[SET PROBLEM]: Lay out each line of all the items below as a JSON list of strings, one string per line, with blank lines omitted.

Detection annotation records
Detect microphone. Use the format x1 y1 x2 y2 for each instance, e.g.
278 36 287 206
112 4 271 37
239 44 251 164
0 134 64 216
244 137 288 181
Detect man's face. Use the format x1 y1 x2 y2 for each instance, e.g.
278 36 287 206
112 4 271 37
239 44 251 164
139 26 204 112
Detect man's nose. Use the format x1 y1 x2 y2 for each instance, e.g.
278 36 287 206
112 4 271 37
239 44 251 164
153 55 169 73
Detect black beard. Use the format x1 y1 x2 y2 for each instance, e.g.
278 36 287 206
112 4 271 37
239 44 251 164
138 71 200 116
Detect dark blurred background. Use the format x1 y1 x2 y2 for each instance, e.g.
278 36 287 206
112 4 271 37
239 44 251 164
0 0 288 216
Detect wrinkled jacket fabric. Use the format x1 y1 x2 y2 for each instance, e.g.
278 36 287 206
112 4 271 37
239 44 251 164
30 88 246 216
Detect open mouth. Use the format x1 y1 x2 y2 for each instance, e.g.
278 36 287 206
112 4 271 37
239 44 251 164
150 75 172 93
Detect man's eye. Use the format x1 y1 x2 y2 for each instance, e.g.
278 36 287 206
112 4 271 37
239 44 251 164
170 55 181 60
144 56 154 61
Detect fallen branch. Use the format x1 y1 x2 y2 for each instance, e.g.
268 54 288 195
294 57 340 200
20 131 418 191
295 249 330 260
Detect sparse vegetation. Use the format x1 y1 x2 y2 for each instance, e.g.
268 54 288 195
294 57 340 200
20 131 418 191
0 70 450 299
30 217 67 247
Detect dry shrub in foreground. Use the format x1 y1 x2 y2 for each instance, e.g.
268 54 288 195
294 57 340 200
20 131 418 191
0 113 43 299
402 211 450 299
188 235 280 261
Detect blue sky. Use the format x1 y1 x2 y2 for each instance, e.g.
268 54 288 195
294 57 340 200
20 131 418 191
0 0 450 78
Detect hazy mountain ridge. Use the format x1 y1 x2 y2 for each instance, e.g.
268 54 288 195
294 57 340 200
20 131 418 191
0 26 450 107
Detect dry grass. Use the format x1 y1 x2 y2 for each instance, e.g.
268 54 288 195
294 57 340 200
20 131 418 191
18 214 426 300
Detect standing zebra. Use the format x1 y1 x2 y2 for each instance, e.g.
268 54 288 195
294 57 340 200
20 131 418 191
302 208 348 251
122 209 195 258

[SOLVED EXERCISE]:
[
  "Detect microphone. Use the format x1 y1 x2 y2 for each instance, e.g.",
  "278 36 287 206",
  "112 4 271 37",
  "239 44 251 164",
  "0 134 64 216",
  "244 137 288 181",
  "Detect man's face. Use the format x1 y1 x2 y2 for each instance, e.g.",
  "278 36 287 206",
  "112 4 271 37",
  "239 44 251 164",
  "139 26 204 112",
  "Detect man's nose. Use the format x1 y1 x2 y2 for each instance, e.g.",
  "278 36 287 206",
  "112 4 271 37",
  "239 44 251 164",
  "153 55 169 73",
  "Detect black beard. Use the format x1 y1 x2 y2 for each instance, e.g.",
  "278 36 287 206",
  "112 4 271 37",
  "239 44 251 164",
  "138 71 200 116",
  "Detect dark blurred background. Use the format x1 y1 x2 y2 for each instance, e.g.",
  "278 36 287 206",
  "112 4 271 37",
  "239 44 251 164",
  "0 0 288 216",
  "Detect wrinkled jacket fabric. Use the format x1 y1 x2 y2 for each instance, e.g.",
  "278 36 287 206",
  "112 4 271 37",
  "239 44 251 164",
  "30 88 246 216",
  "Detect open mouth. Use the format x1 y1 x2 y2 for each instance, e.g.",
  "278 36 287 206",
  "112 4 271 37",
  "239 44 251 164",
  "150 75 172 93",
  "Detect man's eye. Use the format x1 y1 x2 y2 for each instance, e.g.",
  "278 36 287 206",
  "112 4 271 37",
  "239 44 251 164",
  "170 55 181 60",
  "144 56 154 61",
  "Detect fallen branch. Use the format x1 y1 x2 y2 for each instance, e.g.",
  "268 54 288 195",
  "294 57 340 200",
  "20 131 418 191",
  "295 249 330 260",
  "Detect sparse vegetation. Use the format x1 y1 x2 y2 for each instance, e.g.",
  "268 54 288 195",
  "294 57 340 200",
  "20 131 418 191",
  "0 70 450 299",
  "30 217 67 247",
  "Detect dry shrub in foreground. Use the format x1 y1 x2 y2 for each instance, e.g.",
  "268 54 288 195",
  "294 57 340 200",
  "20 131 418 191",
  "0 113 43 299",
  "402 211 450 299",
  "188 235 280 261",
  "Detect blue sky. Use the format x1 y1 x2 y2 for each instance, e.g.",
  "268 54 288 195",
  "294 57 340 200",
  "20 131 418 191",
  "0 0 450 78",
  "Detect hazy mountain ridge. Use the format x1 y1 x2 y2 for each instance, e.g.",
  "268 54 288 195",
  "294 57 340 200",
  "20 131 418 191",
  "0 26 450 107",
  "Detect dry grass. Use the format x1 y1 x2 y2 for each instance, e.g.",
  "268 54 288 195",
  "294 57 340 200",
  "20 131 418 191",
  "18 214 426 300",
  "Detect standing zebra. Use the format x1 y1 x2 y2 for each instance, e.g.",
  "268 54 288 195",
  "294 57 340 200",
  "20 131 418 191",
  "302 208 348 251",
  "122 209 195 258"
]